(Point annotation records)

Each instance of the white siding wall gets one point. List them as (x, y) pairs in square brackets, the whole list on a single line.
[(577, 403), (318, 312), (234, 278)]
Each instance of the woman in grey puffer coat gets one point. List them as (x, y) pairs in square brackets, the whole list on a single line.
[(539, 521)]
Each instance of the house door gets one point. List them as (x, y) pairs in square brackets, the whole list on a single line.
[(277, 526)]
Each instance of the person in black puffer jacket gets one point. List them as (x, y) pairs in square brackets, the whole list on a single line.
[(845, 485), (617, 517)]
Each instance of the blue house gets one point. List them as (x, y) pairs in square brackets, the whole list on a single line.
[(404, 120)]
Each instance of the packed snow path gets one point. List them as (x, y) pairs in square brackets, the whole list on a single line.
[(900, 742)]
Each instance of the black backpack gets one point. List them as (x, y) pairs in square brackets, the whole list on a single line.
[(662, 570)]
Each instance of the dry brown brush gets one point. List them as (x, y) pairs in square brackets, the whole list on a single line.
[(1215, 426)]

» EXERCISE PROMPT: Please reproduce all of the entries above word for word, keeping them in the same order.

» OUTPUT OF THE TASK:
Each instance of the white siding wall gets one point. List them as (x, y) pairs in square brackets, the whole list on a single line.
[(577, 403), (318, 312), (234, 278)]
Each instance of the woman in grey puffer coat gets one point. List them as (x, y) pairs in square brackets, the whole list on a single line.
[(539, 521)]
Each instance of the house door gets one point. List them as (x, y) pairs in square brackets, the whole list on a single line.
[(277, 526)]
Each instance of the person in black puffer jacket gets one point. List them as (x, y) pairs in square brackets, the whole list on a single line.
[(845, 485), (617, 517)]
Each instance of the blue house gets one point. List them as (x, y) pairs in square brackets, the whole list on a single line.
[(404, 120)]
Each instance of the packed snow path gets one point. List them as (x, y) pairs in square brackets, the whole list on a single line.
[(900, 742)]
Each instance of the black backpack gets one point. List them as (x, y) pairs in square brackets, the whole list on a single line.
[(662, 570)]
Each instance of the dry brown brush gets one point. List them as (x, y) pairs in square brackets, the whole list on a single line.
[(1215, 426)]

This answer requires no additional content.